(STUDY TEXT Opens)

San Francisco 49ers fans remain banned from Levi’s Stadium despite state officials in California lifting restrictions on attendance.

Santa Clara – which is home to the NFL team – and two other counties have been cleared to allow fans to attend professional sports fixtures due to low COVID-19 infection rates. However, local officials in Santa Clare issued a statement saying they were not prepared to allow even a limited number of fans into Levi’s Stadium.

The state guidance would permit as many as 14,000 fans at the 68,500-capacity venue, but Dr. Jeff Smith, Santa Clara County’s executive officer, said this sets up the possibility of creating “superspreader” events.

“It’s a matter of reasonable scientific decision-making instead of political decision-making,” Smith said, according to the Associated Press news agency. “Putting an audience in a stadium in large groups is just asking for trouble. It’s like a petri dish.”

Under the state’s rules, teams can have limited capacity at outdoor stadia if they are based in a county in the lowest two levels of California’s four-tier model for reopening.

The guidelines state that teams there can play with up to 25 per cent capacity, with additional restrictions such as ticket purchasers having to live within a 120-mile radius and a face-covering mandate.

Following the announcement, the 49ers said: “We appreciate Governor (Gavin) Newsom’s leadership and thoughtful approach in creating a framework that allows for a return of fans to Levi’s Stadium, and restart the economic activity of the region. We welcome our fans and their support of local businesses and vendors that are critical to our local economy, especially during these difficult times.

“Our organisation will continue to collaborate with local public health officials to implement a plan that protects the health and wellness of all San Francisco 49ers and Levi’s Stadium employees, patrons, and our community.”

No county in Southern California has met the new state thresholds meaning that the new SoFi Stadium remains out of bounds for fans of the Los Angeles Rams and Chargers.

California this year allowed professional sports to occur behind closed doors, which included hosting part of the Major League Baseball playoff bubble this month in Southern California.

Meanwhile, California also released rules for reopening theme parks that allows smaller venues to reopen in counties with lower rates of infection. The move brings no immediate relief to Disneyland or other major Southern California attractions.

Smaller venues will be allowed to open when their home counties are in the “moderate” category, but only with 500 patrons or at 25 per cent of capacity, whichever is smaller, and only the outdoor attractions. Tickets must be sold in advance and restricted to residents of that county.

Ken Potrock, president of Disneyland Resort, was dissatisfied with the latest announcement. The resort took the unusual step of issuing a statement with quotes from Orange County Public Health Officer Clayton Chau, who said the county would likely not reach the yellow tier until next summer and that it could depend on a vaccine.

Potrock said in a statement: “We have proven that we can responsibly reopen, with science-based health and safety protocols strictly enforced at our theme park properties around the world.

“Nevertheless, the State of California continues to ignore this fact, instead mandating arbitrary guidelines that it knows are unworkable and that hold us to a standard vastly different from other reopened businesses and state-operated facilities.”

In addition, Disney chief Bob Iger recently resigned from Newsom’s reopening task force out of frustration with the governor’s theme park prohibition. The company’s Disney World Resort has reopened in Florida.

(STUDY TEXT Closes)
(DATASET Opens)

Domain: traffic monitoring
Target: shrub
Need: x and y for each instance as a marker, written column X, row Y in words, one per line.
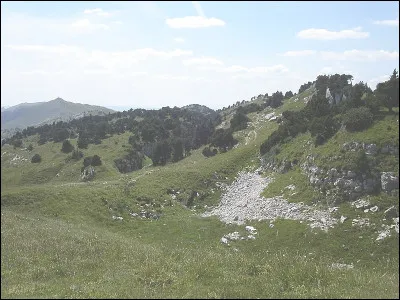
column 82, row 143
column 67, row 147
column 87, row 161
column 17, row 143
column 207, row 152
column 357, row 119
column 36, row 158
column 239, row 121
column 223, row 139
column 76, row 154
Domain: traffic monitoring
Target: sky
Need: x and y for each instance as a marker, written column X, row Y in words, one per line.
column 134, row 54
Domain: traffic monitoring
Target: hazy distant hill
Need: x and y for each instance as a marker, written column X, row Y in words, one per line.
column 31, row 114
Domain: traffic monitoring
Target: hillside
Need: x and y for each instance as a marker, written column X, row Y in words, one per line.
column 234, row 223
column 33, row 114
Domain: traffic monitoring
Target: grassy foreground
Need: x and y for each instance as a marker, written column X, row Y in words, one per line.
column 58, row 238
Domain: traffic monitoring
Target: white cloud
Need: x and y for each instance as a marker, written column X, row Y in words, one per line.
column 198, row 8
column 97, row 11
column 194, row 22
column 326, row 70
column 202, row 61
column 35, row 72
column 85, row 26
column 324, row 34
column 361, row 55
column 179, row 40
column 171, row 77
column 372, row 83
column 299, row 53
column 388, row 22
column 104, row 59
column 235, row 68
column 61, row 49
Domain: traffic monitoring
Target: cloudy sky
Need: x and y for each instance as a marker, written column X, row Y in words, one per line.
column 154, row 54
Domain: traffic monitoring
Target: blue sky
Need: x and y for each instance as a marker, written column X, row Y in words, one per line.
column 154, row 54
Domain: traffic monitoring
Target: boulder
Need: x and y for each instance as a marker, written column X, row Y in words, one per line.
column 391, row 212
column 370, row 149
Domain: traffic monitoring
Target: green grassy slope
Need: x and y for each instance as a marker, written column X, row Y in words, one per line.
column 59, row 239
column 29, row 114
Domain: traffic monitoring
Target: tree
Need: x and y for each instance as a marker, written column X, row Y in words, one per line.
column 96, row 161
column 239, row 121
column 67, row 146
column 288, row 94
column 161, row 153
column 388, row 92
column 276, row 99
column 36, row 158
column 82, row 142
column 177, row 147
column 87, row 161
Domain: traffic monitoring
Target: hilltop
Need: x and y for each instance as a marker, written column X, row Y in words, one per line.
column 290, row 195
column 34, row 114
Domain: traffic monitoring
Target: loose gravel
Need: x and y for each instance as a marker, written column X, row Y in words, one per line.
column 242, row 202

(DATASET Closes)

_EXERCISE DESCRIPTION_: Please reproduce the passage of the stadium article above between "Under the state’s" and "a face-covering mandate.", inclusive.

_ANSWER FOR THIS EXERCISE_:
Under the state’s rules, teams can have limited capacity at outdoor stadia if they are based in a county in the lowest two levels of California’s four-tier model for reopening.

The guidelines state that teams there can play with up to 25 per cent capacity, with additional restrictions such as ticket purchasers having to live within a 120-mile radius and a face-covering mandate.